### STATED GOAL
Copy out all the records exactly.

Start STORED ROWS

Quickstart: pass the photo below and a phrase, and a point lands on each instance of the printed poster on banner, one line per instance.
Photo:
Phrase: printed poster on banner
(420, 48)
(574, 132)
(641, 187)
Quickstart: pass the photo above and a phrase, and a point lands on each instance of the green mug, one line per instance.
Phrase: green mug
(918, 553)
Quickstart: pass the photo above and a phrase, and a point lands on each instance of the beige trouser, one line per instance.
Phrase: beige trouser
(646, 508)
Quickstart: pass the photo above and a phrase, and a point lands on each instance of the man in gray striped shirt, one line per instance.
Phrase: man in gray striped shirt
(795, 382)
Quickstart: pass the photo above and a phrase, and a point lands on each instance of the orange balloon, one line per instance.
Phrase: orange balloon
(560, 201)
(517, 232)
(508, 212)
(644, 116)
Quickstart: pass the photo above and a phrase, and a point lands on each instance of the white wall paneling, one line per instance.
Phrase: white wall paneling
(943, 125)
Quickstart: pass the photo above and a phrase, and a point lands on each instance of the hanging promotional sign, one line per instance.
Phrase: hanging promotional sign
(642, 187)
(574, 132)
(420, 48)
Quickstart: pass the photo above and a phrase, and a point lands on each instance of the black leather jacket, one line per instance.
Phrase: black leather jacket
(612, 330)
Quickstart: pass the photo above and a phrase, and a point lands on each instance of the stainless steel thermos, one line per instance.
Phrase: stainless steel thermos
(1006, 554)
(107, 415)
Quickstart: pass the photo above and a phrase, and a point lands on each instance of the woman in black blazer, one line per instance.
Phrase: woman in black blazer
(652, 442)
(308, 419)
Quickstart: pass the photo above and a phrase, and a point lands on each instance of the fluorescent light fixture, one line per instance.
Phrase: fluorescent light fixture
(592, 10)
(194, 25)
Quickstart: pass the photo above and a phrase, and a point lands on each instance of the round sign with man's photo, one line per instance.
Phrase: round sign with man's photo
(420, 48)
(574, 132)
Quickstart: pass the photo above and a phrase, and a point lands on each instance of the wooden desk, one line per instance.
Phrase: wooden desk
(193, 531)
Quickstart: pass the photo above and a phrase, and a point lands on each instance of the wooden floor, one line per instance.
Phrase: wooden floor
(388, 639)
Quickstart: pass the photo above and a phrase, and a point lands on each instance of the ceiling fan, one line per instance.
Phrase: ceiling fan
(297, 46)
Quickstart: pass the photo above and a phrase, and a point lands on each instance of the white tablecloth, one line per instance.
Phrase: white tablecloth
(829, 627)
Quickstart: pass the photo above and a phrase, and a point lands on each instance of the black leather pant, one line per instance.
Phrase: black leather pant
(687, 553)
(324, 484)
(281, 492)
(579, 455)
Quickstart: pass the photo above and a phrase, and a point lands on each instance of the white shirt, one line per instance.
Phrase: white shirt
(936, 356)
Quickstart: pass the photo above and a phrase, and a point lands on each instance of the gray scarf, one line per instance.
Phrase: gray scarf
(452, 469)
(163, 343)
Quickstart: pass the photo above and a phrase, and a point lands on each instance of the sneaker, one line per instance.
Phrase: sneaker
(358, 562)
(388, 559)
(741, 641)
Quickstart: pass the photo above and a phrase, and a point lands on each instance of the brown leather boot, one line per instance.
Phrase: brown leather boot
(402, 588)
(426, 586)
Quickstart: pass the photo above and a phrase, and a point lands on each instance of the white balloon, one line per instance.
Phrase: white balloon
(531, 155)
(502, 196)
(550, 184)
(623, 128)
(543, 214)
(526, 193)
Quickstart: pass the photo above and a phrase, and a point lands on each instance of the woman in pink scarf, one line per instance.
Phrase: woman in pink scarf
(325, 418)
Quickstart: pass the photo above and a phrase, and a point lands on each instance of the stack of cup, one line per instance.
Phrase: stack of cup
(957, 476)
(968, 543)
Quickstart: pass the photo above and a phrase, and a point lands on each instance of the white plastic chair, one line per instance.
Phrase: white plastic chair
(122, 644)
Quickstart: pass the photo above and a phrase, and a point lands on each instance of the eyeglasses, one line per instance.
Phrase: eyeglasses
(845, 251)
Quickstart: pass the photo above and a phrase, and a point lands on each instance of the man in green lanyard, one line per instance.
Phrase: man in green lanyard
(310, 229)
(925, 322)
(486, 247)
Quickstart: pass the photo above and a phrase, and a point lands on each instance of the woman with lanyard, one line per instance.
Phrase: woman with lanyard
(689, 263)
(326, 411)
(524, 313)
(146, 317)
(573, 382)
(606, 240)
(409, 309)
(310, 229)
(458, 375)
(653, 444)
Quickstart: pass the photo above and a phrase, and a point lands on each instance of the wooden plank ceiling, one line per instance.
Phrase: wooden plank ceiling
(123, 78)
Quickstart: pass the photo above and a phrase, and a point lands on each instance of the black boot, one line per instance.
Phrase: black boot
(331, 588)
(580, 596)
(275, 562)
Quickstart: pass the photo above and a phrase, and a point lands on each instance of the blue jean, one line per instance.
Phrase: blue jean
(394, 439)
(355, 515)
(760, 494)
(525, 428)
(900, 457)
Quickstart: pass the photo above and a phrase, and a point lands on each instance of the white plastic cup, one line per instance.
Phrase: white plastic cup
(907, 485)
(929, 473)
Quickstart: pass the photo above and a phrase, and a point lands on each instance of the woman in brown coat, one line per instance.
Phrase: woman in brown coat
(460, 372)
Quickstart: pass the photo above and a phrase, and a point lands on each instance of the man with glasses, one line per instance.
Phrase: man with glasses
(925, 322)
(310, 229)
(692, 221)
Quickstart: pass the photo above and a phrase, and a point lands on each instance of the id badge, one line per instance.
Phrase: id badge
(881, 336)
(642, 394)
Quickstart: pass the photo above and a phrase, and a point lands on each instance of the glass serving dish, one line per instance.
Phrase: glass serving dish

End STORED ROWS

### WRITTEN REPLY
Quickstart: pass the photo below and a phrase, and a point lands on each instance of the printed poster on banner, one line per instance.
Photo:
Phrase: printed poster on banner
(420, 48)
(574, 132)
(641, 187)
Quickstart: pass the photo above and a phrase, and a point lands on each instance of the green mug, one line per instance.
Phrase: green mug
(918, 553)
Quickstart: pass the photo above and a phrase, and a point lands on each instance of the beige trouser, one line per instance.
Phrase: beige trouser
(646, 508)
Quickstart: pass the photo above and a phrase, and a point lands on each instance of the man in gray striped shirt, one line per instance.
Phrase: man in gray striped shirt
(795, 382)
Quickstart: pass the photo above and a phrase, and a point lands on each instance of the orange balloon, one line per instance.
Phrase: orange balloon
(560, 201)
(517, 232)
(508, 212)
(644, 116)
Quickstart: pass the photo above and a phrase, and a point lands on each instance of the white wall paneling, one line per instance.
Phrase: white wall paneling
(943, 125)
Quickstart: pass the photo above and a phrase, and a point lands on each instance of the hanging promotional sign, one line per instance.
Phrase: hanging promotional sign
(642, 187)
(574, 132)
(420, 48)
Quickstart: pass the photo above and a phrase, and a point lands on each instance of the black leather jacket, one line per instance.
Phrase: black leather jacket
(612, 330)
Quickstart: pass the photo above and a phrase, and a point lands on each instance of the stainless steel thermos, one line per instance.
Phrase: stainless steel thermos
(1006, 554)
(107, 415)
Quickstart: pass the photo above and a phrase, and a point lands on each instance of the woman in black blazer, one line per instance.
Phrase: woman in black blazer
(652, 442)
(308, 419)
Quickstart: pass the photo above and a phrase, and a point lands on each instance of the fluorescent light fixture, one line per instance.
Phrase: fluorescent light fixture
(592, 10)
(194, 25)
Quickstart: pass the photo above and a phrase, and a point lands on each instance of the round sign with man's photo, one line per instance.
Phrase: round sign with man's photo
(420, 48)
(574, 132)
Quickstart: pass the photo above and a phrase, and a point lands on each instance of the wooden desk, one line per instance.
Phrase: wooden desk
(193, 531)
Quickstart: pass the photo above and a phrase, and a point lands on each instance of the wooden floor, one line per instance.
Phrase: wooden floor
(388, 639)
Quickstart: pass the photo above and a phrase, and a point lands on each instance of the ceiling fan, one line per instance.
Phrase: ceiling fan
(297, 46)
Quickstart: pass the photo above and a phrase, and a point lands on each instance of the white tablecloth, one line per instance.
Phrase: white tablecloth
(829, 627)
Quickstart: pass the photo above and a phrase, and a point lands on each instance of the black leather pant, one line per instance.
Phrase: black leather pant
(687, 553)
(324, 484)
(281, 492)
(579, 455)
Quickstart: pass the photo above and a phrase, and a point lands on each instance of the white shirt, one line per instance.
Phrase: white shirt
(936, 356)
Quickstart: pass the photo above and a phrase, and a point lands on each instance of the gray scarf, one line per instance.
Phrase: gray scarf
(452, 469)
(163, 343)
Quickstart: pass the photo above and a phrase, and a point lands on each instance of the sneaker, one line per instance.
Phrase: sneaker
(358, 562)
(388, 559)
(741, 641)
Quickstart: pass the photo above and a phrase, and a point lands on each instance of the brown leather boot, one line per instance.
Phrase: brown leather boot
(402, 588)
(426, 586)
Quickstart: pass the photo above and a phrase, and a point lands on each instance of the white balloon, one line per instance.
Phrase: white balloon
(531, 155)
(502, 196)
(550, 184)
(623, 128)
(543, 214)
(526, 193)
Quickstart: pass the photo above and a phrase, and a point lands on each instance of the woman in pink scarf, one line per instance.
Phrase: woman in pink scarf
(325, 418)
Quickstart: pass the photo above and a phrase, and a point lands on each instance of the stack of cup, one line per instance.
Phrase: stack of cup
(957, 476)
(968, 543)
Quickstart: pass the photo above and a phrase, and a point lands on each instance of the white plastic chair, one line per instance.
Phrase: white plastic chair
(122, 644)
Quickstart: pass the photo above and a phrase, and a point lands on each instance of the eyeglasses, one line per instance.
Phrase: eyeglasses
(845, 251)
Quickstart: pass the photo above and a phrase, and a point lands on each instance of the man in green lanyard, one line per instance.
Phrase: man in green lanyard
(310, 229)
(925, 322)
(486, 247)
Quickstart: pass the photo above and a phrase, and a point lands on each instance of the woman with lanyard, one line per instance.
Phrase: woman with lanyard
(689, 263)
(326, 411)
(524, 313)
(146, 317)
(573, 382)
(606, 240)
(409, 309)
(310, 229)
(458, 375)
(653, 444)
Quickstart: pass the photo above and a phrase, and a point lands on each instance of the wooden plank ceiling, one line per instance.
Phrase: wooden plank ceiling
(123, 78)
Quickstart: pass the photo above and a phrase, and a point lands on each instance of the black boot, one line per instance.
Phrase: black boot
(331, 588)
(580, 596)
(275, 562)
Quickstart: pass the photo above and a phrase, and a point lands on each instance of the blue jean, one line per instance.
Phrase: blue jean
(394, 439)
(355, 515)
(760, 494)
(525, 428)
(900, 457)
Quickstart: pass the photo above and a phrase, and a point lands on each instance of the white plastic cup, one line per instance.
Phrase: white plastic cup
(907, 485)
(929, 473)
Quickstart: pass the photo above and a phrase, and a point lands on each instance of the woman in brown coat, one line per instance.
Phrase: woman in brown coat
(460, 372)
Quickstart: pass the photo above and a phrase, and a point lands on each instance of the man with glasses, one line per instance.
Phrase: man with glasses
(925, 322)
(310, 229)
(692, 221)
Quickstart: pass the photo above and a phrase, and a point lands on each instance of the id badge, one line per instance.
Phrase: id badge
(881, 336)
(642, 394)
Quickstart: pass the photo above and a phrase, and a point lands on each instance of the glass serving dish, one line per instance.
Phrase: glass serving dish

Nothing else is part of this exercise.